> **JOB 1**:
List every prompt string that the playbook in the post about updating VyOS with Ansible expects from the device.
> **JOB 2**:
Write what comes next in the post about updating VyOS with Ansible, starting after its final sentence.

> **TEXT PASSAGE**:
+ + + +
Add system image http with ansible

Whatever I try, I am unable to update vyos using ansible. Here is my playbook:

---
- hosts: all
  gather_facts: no
  vars:
    ansible_connection: ansible.netcommon.network_cli
    ansible_network_os: vyos.vyos.vyos

  tasks:
    - name: add system image
      vyos.vyos.vyos_command:
        commands:
          - command: "add system image http://files.server.com/VyOS/vyos-1.3.4-amd64.iso"
            prompt:
              - "What would you like to name this image"
              - "directory and config file"
              - "current configuration"
            answer:
              - "1.3.4"
              - "Yes"
              - "Yes"
            check_all: True
      vars:
        ansible_command_timeout: 180

this fails with

FAILED! => {“changed”: false, “msg”: “command timeout triggered, timeout value is 180 secs.\nSee the timeout setting options in the Network Debug and Troubleshooting Guide.”}

However, if I remove the fancy progress bar (âš“ T4091 Progress bar support for HTTP uploads)

adm@vyos:~$ sudo sed -i 's/download(local_path, urlstring, True/download(local_path, urlstring, False/' /usr/lib/python3/dist-packages/vyos/remote.py

the playbook works just fine.

Could someone verify this? What else should I test before reporting a bug? Let me know!
+ + + +
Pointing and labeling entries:
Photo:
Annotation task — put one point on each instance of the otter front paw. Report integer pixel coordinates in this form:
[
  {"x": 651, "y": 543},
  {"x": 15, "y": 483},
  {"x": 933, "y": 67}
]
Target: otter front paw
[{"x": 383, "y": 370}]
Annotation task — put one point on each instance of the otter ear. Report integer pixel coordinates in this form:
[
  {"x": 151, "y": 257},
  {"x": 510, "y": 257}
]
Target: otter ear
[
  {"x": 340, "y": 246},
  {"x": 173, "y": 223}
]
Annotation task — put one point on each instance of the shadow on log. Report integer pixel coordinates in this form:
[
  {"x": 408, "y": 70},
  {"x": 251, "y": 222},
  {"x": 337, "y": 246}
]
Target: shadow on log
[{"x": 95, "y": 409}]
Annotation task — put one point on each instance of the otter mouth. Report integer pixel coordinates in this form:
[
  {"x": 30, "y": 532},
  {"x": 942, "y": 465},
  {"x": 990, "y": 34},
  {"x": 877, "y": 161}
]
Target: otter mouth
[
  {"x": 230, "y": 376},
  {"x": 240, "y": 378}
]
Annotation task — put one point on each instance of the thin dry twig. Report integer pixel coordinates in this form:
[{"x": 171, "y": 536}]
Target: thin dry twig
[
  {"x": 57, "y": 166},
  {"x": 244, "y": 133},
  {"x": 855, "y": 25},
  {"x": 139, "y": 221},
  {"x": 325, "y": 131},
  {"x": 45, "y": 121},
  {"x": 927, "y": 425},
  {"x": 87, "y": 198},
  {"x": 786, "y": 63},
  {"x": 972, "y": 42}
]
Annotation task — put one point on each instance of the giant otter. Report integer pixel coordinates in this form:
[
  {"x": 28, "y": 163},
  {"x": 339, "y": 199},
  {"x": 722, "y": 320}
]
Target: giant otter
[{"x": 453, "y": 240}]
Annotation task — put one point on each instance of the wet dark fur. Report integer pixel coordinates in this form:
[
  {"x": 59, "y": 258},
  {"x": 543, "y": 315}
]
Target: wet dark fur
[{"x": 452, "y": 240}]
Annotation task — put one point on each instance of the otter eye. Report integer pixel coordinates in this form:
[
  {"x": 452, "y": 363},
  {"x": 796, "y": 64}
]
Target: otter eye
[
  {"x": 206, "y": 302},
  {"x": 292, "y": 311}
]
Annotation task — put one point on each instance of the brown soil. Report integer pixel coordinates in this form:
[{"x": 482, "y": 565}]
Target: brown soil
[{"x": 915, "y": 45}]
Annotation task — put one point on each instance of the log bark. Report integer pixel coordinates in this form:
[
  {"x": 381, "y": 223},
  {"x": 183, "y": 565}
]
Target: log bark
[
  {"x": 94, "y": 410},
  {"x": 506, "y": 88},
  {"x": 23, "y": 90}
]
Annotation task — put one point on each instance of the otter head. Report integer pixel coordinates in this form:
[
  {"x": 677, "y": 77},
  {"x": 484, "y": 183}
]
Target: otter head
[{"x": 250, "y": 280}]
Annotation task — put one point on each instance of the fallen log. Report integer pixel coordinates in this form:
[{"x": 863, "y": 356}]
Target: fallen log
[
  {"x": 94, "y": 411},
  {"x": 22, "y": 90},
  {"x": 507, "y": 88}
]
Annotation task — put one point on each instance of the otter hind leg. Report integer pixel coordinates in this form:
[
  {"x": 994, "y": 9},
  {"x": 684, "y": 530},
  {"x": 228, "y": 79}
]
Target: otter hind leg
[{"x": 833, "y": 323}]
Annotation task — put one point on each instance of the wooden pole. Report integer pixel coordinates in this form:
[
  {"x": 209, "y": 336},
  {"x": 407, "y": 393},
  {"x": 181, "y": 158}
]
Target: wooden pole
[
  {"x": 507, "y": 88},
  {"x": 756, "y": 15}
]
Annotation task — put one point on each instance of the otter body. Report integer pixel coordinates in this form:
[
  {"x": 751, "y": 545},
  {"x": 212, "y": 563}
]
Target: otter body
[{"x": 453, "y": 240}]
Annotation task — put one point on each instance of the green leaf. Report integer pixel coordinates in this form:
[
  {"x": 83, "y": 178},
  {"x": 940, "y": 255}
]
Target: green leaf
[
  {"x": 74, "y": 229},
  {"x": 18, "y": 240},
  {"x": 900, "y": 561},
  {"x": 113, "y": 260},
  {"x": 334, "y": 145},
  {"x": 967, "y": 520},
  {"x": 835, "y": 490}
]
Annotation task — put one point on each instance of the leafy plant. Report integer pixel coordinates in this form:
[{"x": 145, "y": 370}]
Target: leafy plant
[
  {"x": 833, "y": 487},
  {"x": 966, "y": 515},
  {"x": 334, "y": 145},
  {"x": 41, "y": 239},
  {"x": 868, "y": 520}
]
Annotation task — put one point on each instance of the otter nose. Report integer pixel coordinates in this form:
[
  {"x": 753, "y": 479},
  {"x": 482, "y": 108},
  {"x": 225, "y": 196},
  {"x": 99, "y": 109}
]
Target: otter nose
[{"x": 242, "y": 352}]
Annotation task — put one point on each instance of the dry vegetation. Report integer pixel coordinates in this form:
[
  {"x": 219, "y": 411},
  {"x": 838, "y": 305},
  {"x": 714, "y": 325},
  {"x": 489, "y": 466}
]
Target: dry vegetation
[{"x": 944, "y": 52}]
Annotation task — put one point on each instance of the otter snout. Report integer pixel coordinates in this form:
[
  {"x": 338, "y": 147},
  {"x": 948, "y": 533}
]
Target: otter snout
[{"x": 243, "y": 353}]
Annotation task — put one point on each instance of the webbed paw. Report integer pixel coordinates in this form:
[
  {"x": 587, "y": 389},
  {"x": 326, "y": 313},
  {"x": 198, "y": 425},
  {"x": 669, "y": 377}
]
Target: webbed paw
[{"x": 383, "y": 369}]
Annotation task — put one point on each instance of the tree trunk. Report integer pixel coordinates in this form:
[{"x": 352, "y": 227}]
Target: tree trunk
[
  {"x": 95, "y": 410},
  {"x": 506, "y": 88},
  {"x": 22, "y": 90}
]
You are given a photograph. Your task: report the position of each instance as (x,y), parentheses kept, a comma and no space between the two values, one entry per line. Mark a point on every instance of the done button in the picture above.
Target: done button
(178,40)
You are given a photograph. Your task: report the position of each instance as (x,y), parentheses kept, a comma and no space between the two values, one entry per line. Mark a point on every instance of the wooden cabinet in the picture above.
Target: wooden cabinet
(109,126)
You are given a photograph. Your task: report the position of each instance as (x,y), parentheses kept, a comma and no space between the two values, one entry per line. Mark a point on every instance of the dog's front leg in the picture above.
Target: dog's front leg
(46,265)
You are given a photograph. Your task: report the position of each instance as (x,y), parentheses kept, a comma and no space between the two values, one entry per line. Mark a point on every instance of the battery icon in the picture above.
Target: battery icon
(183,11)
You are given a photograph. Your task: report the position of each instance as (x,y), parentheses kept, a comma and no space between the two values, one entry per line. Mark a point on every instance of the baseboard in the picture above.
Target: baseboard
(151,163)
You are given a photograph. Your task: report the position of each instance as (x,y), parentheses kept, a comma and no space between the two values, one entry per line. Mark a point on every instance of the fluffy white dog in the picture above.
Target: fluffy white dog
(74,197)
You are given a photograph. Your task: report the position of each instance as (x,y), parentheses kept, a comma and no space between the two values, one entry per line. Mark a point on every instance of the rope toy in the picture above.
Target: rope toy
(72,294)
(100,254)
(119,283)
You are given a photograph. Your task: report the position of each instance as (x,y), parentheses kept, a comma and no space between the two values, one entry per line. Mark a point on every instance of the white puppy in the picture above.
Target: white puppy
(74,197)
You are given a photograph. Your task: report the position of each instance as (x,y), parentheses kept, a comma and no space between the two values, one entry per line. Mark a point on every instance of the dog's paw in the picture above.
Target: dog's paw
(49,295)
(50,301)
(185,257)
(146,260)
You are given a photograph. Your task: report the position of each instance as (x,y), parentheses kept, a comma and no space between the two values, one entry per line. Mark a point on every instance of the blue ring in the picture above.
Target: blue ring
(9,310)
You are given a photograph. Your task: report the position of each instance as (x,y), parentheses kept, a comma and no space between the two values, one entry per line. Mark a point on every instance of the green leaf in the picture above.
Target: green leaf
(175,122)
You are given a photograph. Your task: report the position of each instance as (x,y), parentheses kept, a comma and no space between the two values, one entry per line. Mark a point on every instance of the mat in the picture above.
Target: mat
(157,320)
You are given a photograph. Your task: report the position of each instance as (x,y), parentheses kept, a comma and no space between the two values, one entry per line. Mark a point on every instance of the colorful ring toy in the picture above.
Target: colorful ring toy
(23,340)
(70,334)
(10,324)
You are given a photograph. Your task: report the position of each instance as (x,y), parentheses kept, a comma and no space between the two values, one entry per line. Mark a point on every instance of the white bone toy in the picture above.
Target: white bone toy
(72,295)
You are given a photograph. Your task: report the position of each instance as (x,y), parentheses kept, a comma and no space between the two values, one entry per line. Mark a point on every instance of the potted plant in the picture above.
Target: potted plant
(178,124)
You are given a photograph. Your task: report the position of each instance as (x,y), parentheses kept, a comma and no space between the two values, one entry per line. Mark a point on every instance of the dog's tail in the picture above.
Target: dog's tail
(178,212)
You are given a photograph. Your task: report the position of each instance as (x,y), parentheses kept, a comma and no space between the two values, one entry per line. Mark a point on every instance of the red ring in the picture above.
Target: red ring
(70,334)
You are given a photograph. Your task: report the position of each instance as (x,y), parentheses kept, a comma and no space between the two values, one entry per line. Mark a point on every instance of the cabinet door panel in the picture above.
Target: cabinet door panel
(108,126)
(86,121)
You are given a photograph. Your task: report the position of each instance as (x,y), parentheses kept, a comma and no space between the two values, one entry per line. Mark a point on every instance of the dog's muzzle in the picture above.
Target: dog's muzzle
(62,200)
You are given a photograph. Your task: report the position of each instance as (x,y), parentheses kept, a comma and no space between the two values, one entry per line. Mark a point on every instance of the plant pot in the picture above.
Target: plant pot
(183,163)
+ + + +
> **OUTPUT 1**:
- "What would you like to name this image"
- "directory and config file"
- "current configuration"

> **OUTPUT 2**:
  • ansible [core 2.15.6]
  • VyOS 1.3.2 LTS
  • Python 3.11.2

using ansible.netcommon.cli_command with ansible_persistent_log_messages gave me some insight on wat happens:

My guess is the ammount of “\r” (return caracters) is the culprit.

Thanks for pointing this out. I’ll add an isatty() check and forcibly disable progressbar output accordingly.

I couldn’t replicate it in VyOS 1.3.3 or 1.4.* using your playbook. Are you certain it’s caused by the progressbar? It could be that the image takes nearly three minutes to download and the miniscule difference in I/O speed is pushing it over the timeout limit: Without the need for a progress check, the download script uses shutil.copyfileobj() which is fairly fast, but otherwise it needs to manually handle the session to download in chunks to report on the progress, which adds a bit of overhead.

Edit: For posterity, I tried it with 1.5-rolling too, which uses a more complicated progressbar implementation with signal handlers and termcap fiddling that was more likely to break Ansible, but it seems to work without a problem as well.

isatty() check

If we just could pass all the arguments with the system add command instead of pompts… That would be a lot easier for Ansible i think.

Are you certain it’s caused by the progressbar

well I am not a python programmer, but that is the only thing the sed command changes, right?

It could be that the image takes nearly three minutes to download

The url points to another server in my own (public ip) network. It takes seconds with 10Gbps.

Does Ansible report anything else in terms of logs? Anything that sticks out when you run the playbook with -vvvv?

This similar bug for the API âš“ T5726 HTTPS API image cannot be updated

@professional_prutser Although I couldn’t replicate the problem with the Ansible VyOS module on any version, I still think the progressbar is a nuisance as it litters logs if nothing else. I pushed a PR that disables it if it detects it is called by Ansible and it was backported to 1.4.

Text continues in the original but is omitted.